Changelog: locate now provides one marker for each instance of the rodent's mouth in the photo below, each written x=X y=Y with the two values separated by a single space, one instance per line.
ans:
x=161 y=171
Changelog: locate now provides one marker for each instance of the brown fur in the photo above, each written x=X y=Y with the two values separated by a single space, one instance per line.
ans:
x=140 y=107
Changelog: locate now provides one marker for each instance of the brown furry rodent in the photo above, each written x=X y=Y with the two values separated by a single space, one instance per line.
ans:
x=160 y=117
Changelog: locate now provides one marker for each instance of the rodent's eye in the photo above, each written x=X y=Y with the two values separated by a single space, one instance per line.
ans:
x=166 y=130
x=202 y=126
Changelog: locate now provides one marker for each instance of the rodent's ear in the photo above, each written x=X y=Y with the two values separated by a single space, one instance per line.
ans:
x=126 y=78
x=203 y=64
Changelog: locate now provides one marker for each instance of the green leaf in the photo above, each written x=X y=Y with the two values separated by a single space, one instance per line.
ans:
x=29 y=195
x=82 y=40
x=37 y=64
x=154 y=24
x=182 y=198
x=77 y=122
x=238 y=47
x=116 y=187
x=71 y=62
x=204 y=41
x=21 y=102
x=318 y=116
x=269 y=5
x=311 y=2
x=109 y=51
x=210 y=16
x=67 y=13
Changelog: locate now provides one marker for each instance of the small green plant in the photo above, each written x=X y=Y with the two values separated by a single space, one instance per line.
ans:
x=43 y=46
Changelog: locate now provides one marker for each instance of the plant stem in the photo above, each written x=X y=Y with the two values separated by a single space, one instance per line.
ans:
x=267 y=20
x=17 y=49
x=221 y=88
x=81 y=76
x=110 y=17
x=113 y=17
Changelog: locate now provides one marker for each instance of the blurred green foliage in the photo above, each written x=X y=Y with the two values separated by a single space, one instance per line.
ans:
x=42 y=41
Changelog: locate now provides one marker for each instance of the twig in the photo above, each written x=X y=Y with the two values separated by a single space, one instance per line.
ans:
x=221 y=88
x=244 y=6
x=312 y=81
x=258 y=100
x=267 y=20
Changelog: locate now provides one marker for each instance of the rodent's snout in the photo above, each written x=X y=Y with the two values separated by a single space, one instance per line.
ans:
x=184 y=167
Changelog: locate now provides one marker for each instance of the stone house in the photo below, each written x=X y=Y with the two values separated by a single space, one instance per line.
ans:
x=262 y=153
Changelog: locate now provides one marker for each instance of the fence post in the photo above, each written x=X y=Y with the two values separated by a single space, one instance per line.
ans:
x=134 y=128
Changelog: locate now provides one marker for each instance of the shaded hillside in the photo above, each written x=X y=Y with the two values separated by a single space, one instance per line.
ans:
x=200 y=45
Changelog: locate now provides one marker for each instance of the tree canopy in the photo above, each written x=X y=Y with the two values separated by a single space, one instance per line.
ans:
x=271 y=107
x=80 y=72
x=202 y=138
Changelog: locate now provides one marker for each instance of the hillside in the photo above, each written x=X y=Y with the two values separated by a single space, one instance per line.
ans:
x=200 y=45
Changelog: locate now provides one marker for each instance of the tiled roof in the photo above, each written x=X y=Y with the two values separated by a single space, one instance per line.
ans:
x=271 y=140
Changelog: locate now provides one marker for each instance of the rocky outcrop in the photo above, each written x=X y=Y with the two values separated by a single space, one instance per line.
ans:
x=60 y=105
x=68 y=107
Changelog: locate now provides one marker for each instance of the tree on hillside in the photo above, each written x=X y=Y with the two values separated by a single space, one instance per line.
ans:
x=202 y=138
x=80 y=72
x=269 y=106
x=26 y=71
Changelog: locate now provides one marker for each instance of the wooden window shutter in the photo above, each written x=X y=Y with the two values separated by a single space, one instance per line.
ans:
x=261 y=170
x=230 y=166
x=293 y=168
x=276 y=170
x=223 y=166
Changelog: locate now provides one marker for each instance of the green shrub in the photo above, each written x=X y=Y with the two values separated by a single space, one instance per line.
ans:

###

→ WHAT YOU ARE ASKED TO DO: Repeat the material above in full, exactly as it stands.

→ WRITTEN SOLUTION:
Changelog: locate now provides one marker for each instance of the rodent's mouth in the photo below, each written x=X y=Y with the two values separated by a single space, one instance per line.
ans:
x=161 y=171
Changelog: locate now provides one marker for each instance of the brown fur in the photo above, each written x=X y=Y with the two values separated by a single space, one instance per line.
ans:
x=140 y=107
Changelog: locate now provides one marker for each instance of the brown furry rodent in the photo above, each written x=X y=Y with the two values separated by a single space, one instance per line.
ans:
x=160 y=117
Changelog: locate now provides one marker for each instance of the rodent's eye in the photo above, each written x=X y=Y with the two values separated by a single space, one instance per line.
ans:
x=166 y=130
x=202 y=126
Changelog: locate now provides one marker for each instance of the rodent's ear in the photo above, each written x=X y=Y with the two values separated by a single space, one instance per line.
ans:
x=126 y=78
x=203 y=64
Changelog: locate now provides one marker for each instance of the green leaf in the photo above, each written x=X y=Y with the two values separated by a single space, one instance per line.
ans:
x=29 y=195
x=82 y=40
x=37 y=64
x=154 y=24
x=182 y=198
x=77 y=122
x=238 y=47
x=116 y=187
x=71 y=62
x=204 y=41
x=21 y=102
x=318 y=116
x=269 y=5
x=311 y=2
x=109 y=51
x=210 y=16
x=67 y=13
Changelog: locate now provides one marker for each instance of the small green plant in the photo above, each written x=X y=Y with the two values separated by a single space, one instance per line.
ans:
x=43 y=46
Changelog: locate now provides one marker for each instance of the plant stem in the photo above, each written x=X y=Y with the two values separated by a single space, one instance per line.
ans:
x=267 y=20
x=17 y=49
x=221 y=88
x=81 y=76
x=110 y=17
x=113 y=17
Changelog: locate now provides one marker for each instance of the blurred green foliage in the photo above, each written x=X y=Y with the two values separated by a single space, one instance per line.
ans:
x=42 y=41
Changelog: locate now provides one marker for each instance of the twig in the photo above, each written x=X y=Y with the two values separated by a single space, one instance per line.
ans:
x=221 y=88
x=244 y=6
x=312 y=81
x=258 y=100
x=267 y=20
Changelog: locate now provides one marker for each instance of the rodent's snout in the photo above, each written x=X y=Y with the two values separated by a single space, one instance per line.
ans:
x=184 y=167
Changelog: locate now provides one marker for each instance of the stone house in the photo below, each written x=X y=Y with the two values separated by a single space, one instance per line.
ans:
x=262 y=153
Changelog: locate now provides one marker for each instance of the fence post in the photo above, each written x=X y=Y with the two values separated by a single space, one instance per line.
ans:
x=134 y=128
Changelog: locate now provides one marker for each instance of the shaded hillside in the photo above, each written x=X y=Y with the two values separated by a single space, one instance per line.
ans:
x=200 y=45
Changelog: locate now provides one marker for each instance of the tree canopy in the photo above, each written x=X y=Y with the two values separated by a single space, one instance per line.
ans:
x=271 y=107
x=80 y=72
x=202 y=138
Changelog: locate now provides one marker for each instance of the hillside in the photo above, each written x=X y=Y with the two values separated by a single space, one instance per line.
ans:
x=200 y=45
Changelog: locate now provides one marker for each instance of the tiled roof in the photo above, each written x=X y=Y with the two values separated by a single space, one instance per line.
ans:
x=271 y=140
Changelog: locate now provides one marker for each instance of the rocky outcrop in the photo above, each written x=X y=Y with the two values separated by a single space, one instance per line.
ans:
x=60 y=105
x=68 y=107
Changelog: locate now provides one marker for each instance of the tree on hillside in the photo above, each written x=X y=Y with the two values separated by a single space, one instance per line.
ans:
x=202 y=138
x=80 y=72
x=269 y=106
x=26 y=71
Changelog: locate now provides one marker for each instance of the wooden window shutter in the photo above, each written x=X y=Y with the two values separated by a single space, one instance per line.
ans:
x=261 y=170
x=230 y=166
x=293 y=168
x=276 y=170
x=223 y=166
Changelog: locate now provides one marker for each instance of the green shrub in the photo above, each written x=X y=Y with the two values separated by a single space, one instance per line.
ans:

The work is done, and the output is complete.